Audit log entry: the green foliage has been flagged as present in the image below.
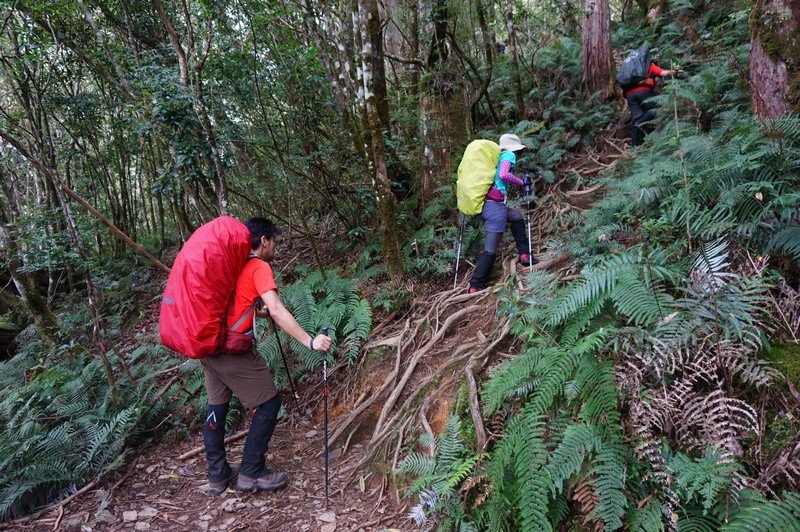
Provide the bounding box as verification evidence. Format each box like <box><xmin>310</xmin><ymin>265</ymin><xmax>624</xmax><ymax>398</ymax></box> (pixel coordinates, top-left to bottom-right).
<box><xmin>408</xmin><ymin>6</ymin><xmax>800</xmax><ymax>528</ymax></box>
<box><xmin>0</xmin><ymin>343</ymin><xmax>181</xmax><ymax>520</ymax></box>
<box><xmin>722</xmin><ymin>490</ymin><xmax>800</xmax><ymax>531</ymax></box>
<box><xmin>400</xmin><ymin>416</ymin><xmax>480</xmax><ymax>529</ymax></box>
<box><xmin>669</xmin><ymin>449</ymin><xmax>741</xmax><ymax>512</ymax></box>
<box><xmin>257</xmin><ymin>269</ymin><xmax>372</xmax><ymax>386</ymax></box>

========================================================================

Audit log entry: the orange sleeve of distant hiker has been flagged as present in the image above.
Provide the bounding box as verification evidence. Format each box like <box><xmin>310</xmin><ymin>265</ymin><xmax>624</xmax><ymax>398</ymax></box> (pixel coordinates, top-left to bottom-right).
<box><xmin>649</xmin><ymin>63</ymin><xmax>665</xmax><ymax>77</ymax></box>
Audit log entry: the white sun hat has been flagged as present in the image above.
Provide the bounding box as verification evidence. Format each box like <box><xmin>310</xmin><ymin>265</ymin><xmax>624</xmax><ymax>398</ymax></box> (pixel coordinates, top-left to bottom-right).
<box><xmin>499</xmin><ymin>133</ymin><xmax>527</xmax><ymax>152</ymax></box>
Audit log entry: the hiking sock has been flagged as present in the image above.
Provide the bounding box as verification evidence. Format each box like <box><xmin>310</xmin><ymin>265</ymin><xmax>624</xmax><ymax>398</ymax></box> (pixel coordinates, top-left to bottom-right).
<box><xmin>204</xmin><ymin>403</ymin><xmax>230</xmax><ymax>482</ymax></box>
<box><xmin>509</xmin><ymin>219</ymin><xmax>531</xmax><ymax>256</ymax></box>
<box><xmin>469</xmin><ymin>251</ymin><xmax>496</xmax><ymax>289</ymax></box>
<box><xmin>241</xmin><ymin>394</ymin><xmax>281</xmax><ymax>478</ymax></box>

========================================================================

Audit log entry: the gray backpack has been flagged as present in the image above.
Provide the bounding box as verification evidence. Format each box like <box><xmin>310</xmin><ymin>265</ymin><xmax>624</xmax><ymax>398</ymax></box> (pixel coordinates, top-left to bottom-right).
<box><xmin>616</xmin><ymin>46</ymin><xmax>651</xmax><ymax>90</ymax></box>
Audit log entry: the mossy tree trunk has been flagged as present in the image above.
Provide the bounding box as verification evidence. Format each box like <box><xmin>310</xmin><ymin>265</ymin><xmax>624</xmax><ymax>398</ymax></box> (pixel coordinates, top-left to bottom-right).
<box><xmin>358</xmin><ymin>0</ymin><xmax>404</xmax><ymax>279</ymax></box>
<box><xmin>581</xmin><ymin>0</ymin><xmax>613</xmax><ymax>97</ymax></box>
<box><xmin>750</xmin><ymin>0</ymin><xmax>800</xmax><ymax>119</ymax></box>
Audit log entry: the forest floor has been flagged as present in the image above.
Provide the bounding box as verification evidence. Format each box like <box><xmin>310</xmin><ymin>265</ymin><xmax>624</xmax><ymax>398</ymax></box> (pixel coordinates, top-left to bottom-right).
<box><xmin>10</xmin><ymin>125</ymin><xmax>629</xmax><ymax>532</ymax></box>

========================================================================

— Exercise brief —
Within the material above, please work out how many lines contain the word "entry" and give that number by itself.

— Answer section —
7